==== EXERCISE MATERIAL

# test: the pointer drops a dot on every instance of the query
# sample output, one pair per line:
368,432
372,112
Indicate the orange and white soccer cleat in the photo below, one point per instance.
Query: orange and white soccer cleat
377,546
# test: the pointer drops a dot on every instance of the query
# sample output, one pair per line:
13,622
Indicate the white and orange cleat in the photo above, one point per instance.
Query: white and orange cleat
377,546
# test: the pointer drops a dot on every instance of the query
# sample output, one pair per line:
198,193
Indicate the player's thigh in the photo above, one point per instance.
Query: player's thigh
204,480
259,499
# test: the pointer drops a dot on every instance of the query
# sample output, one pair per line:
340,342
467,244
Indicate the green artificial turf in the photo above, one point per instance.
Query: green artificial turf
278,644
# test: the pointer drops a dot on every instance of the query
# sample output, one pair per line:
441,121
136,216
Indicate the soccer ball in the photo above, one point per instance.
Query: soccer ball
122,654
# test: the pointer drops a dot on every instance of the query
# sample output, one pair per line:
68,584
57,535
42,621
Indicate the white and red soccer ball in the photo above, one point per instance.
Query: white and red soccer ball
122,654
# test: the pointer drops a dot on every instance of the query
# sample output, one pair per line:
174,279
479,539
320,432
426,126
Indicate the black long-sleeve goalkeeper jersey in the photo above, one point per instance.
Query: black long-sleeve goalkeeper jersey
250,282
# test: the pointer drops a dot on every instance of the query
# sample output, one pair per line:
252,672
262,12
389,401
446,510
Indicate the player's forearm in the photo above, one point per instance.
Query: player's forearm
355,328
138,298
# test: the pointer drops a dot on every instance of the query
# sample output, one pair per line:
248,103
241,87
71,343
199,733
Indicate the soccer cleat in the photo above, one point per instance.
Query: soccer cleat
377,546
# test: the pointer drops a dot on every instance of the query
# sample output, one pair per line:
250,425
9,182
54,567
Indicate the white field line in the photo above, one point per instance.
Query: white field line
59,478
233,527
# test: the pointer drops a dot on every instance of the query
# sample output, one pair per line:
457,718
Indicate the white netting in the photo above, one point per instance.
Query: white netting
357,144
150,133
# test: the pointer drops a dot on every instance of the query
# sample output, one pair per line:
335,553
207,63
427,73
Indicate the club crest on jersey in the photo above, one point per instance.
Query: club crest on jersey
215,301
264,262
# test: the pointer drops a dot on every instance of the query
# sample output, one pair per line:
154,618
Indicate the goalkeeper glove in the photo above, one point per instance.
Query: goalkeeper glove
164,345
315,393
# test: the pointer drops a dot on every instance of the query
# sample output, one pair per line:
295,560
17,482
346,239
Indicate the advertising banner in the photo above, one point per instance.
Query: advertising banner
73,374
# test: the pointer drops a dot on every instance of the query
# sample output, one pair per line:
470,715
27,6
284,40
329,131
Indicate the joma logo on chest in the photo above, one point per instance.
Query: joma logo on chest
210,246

========

Output each line of the data exactly as it stands above.

*COMPLETED EXERCISE*
# test: the pointer drops a dot on every instance of the query
# sample output, one pair per line:
368,432
372,112
Indicate the orange and white soccer cleat in the photo below, one point per instance.
Query: orange and white soccer cleat
377,546
# test: the pointer drops a dot on every instance of the query
# sample output, one pair per line:
13,622
Indicate the white and orange cleat in the photo above, one point per instance.
Query: white and orange cleat
377,546
# test: the pointer drops a dot on every instance of the query
# sample output, one pair per line:
198,193
Indicate the player's thigh in the photo above, one point per instance.
Query: player's thigh
204,480
259,499
# test: the pointer drops a dot on every instance of the query
# sample output, one pair per line:
340,342
467,244
Indicate the green artificial turf in the photo above, one point per instance.
Query: green artificial turf
278,644
# test: the pointer drops a dot on every instance of the query
# sample output, one pair per line:
441,121
136,216
Indicate the soccer ball in the photo above, one point per instance.
Query: soccer ball
122,654
# test: the pointer drops a dot on every instance of the query
# sample output, one pair per line:
68,584
57,535
42,621
Indicate the white and red soccer ball in the photo above, one point per instance.
Query: white and red soccer ball
122,654
# test: the pointer drops a dot on every instance of the query
# sample output, one pair per line:
174,279
479,539
320,432
426,126
Indicate the black long-sleeve goalkeeper jersey in the photo above, one point per instance.
Query: black long-sleeve goalkeeper jersey
250,282
# test: the pointer drops a dot on every instance of the query
# sample output, one pair per line:
252,672
262,12
389,401
446,510
Indicate the player's forearm in the photo above, one point per instance.
Query: player's forearm
355,328
138,298
# test: the pointer drops a dot on every instance of the query
# sample output, one pair per line:
248,103
241,87
71,343
199,733
Indicate the soccer cleat in the photo above, one point per instance.
Query: soccer cleat
377,546
# test: the pointer drops a dot on every instance of the query
# sample output, one pair per line:
250,425
9,182
54,567
Indicate the white field line in the photo above, one point per instance.
Query: white field line
59,478
233,527
# test: the pointer drops a dot on every instance of the query
# sample output, one pair per line:
457,718
Indicate the white netting in the photo above, one point per instance.
Query: white netting
357,144
150,133
# test: the pointer drops a dot on every instance of the query
# sample output, one pair per line:
335,553
207,63
427,73
Indicate the club crest on jersey in the photo above, one point per instance.
Query: club crest on jersey
215,301
264,262
# test: the pointer drops a dot on every instance of the query
# sample output, one pair per line:
154,618
Indicate the goalkeeper glove in the photo above, one point per instance.
Query: goalkeeper glove
164,345
315,393
# test: the pointer drops a dot on every instance of the query
# sample output, one pair per line:
295,560
17,482
346,239
Indicate the advertising banner in the photo above, one point per instance.
Query: advertising banner
73,374
# test: the pointer drops a dot on every instance of the query
# sample output, one pair per line:
470,715
27,6
284,40
329,131
Indicate the joma logo on chest in the photo above, one point per instance.
Query: joma logo on chest
210,246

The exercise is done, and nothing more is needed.